### RECORD EXCERPTS

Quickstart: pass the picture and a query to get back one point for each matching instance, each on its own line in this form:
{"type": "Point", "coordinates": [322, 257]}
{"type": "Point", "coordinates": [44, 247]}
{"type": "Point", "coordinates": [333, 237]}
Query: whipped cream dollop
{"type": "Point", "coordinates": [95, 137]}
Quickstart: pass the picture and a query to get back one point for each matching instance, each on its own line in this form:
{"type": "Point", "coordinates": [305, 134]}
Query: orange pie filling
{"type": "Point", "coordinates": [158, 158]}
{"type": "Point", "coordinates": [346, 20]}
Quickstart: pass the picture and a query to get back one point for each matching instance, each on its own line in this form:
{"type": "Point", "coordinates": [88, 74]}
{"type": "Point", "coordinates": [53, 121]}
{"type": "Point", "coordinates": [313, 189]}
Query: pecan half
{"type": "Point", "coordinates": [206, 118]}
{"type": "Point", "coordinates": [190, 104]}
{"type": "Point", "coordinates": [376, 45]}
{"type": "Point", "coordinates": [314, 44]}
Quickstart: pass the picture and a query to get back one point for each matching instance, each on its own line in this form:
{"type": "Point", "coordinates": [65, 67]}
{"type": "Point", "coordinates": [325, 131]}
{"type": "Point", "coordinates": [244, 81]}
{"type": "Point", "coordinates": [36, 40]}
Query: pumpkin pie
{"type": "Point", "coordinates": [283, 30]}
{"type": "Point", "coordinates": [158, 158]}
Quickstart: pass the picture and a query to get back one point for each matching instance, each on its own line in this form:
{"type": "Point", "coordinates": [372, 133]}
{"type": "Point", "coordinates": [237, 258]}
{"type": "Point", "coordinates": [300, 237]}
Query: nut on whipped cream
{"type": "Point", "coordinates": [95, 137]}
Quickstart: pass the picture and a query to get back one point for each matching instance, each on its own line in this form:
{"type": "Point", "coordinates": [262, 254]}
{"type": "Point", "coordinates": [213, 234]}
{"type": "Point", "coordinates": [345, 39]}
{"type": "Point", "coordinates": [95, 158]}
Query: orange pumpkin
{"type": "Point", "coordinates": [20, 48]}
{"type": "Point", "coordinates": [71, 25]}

### ABOUT THIS EXERCISE
All the records, as written, must be given again.

### EXERCISE SOLUTION
Quickstart: pass the picture and a query to get back one point for each matching instance, each on its own line in this form:
{"type": "Point", "coordinates": [322, 257]}
{"type": "Point", "coordinates": [44, 247]}
{"type": "Point", "coordinates": [333, 237]}
Query: whipped cream dollop
{"type": "Point", "coordinates": [95, 137]}
Quickstart: pass the picture and a query to get back one point for each matching instance, each on its own line in this form:
{"type": "Point", "coordinates": [305, 134]}
Query: orange pie filling
{"type": "Point", "coordinates": [158, 158]}
{"type": "Point", "coordinates": [346, 20]}
Quickstart: pass the picture and a query to get back one point for each matching instance, each on its own line in this form:
{"type": "Point", "coordinates": [88, 74]}
{"type": "Point", "coordinates": [53, 121]}
{"type": "Point", "coordinates": [313, 189]}
Query: pecan half
{"type": "Point", "coordinates": [206, 118]}
{"type": "Point", "coordinates": [190, 104]}
{"type": "Point", "coordinates": [376, 45]}
{"type": "Point", "coordinates": [314, 44]}
Quickstart: pass the picture and a query to get back one point for each matching instance, each on its own line in this form:
{"type": "Point", "coordinates": [65, 67]}
{"type": "Point", "coordinates": [325, 131]}
{"type": "Point", "coordinates": [244, 81]}
{"type": "Point", "coordinates": [36, 40]}
Query: pumpkin pie
{"type": "Point", "coordinates": [283, 30]}
{"type": "Point", "coordinates": [158, 158]}
Quickstart: pass the picture and a query to get back one point for each matching instance, each on its own line in this form:
{"type": "Point", "coordinates": [372, 133]}
{"type": "Point", "coordinates": [237, 258]}
{"type": "Point", "coordinates": [300, 237]}
Query: nut on whipped cream
{"type": "Point", "coordinates": [95, 137]}
Quickstart: pass the picture and a query to get back one point for each matching instance, each on its own line in this form:
{"type": "Point", "coordinates": [262, 254]}
{"type": "Point", "coordinates": [213, 234]}
{"type": "Point", "coordinates": [345, 39]}
{"type": "Point", "coordinates": [95, 158]}
Query: orange pumpkin
{"type": "Point", "coordinates": [20, 48]}
{"type": "Point", "coordinates": [71, 25]}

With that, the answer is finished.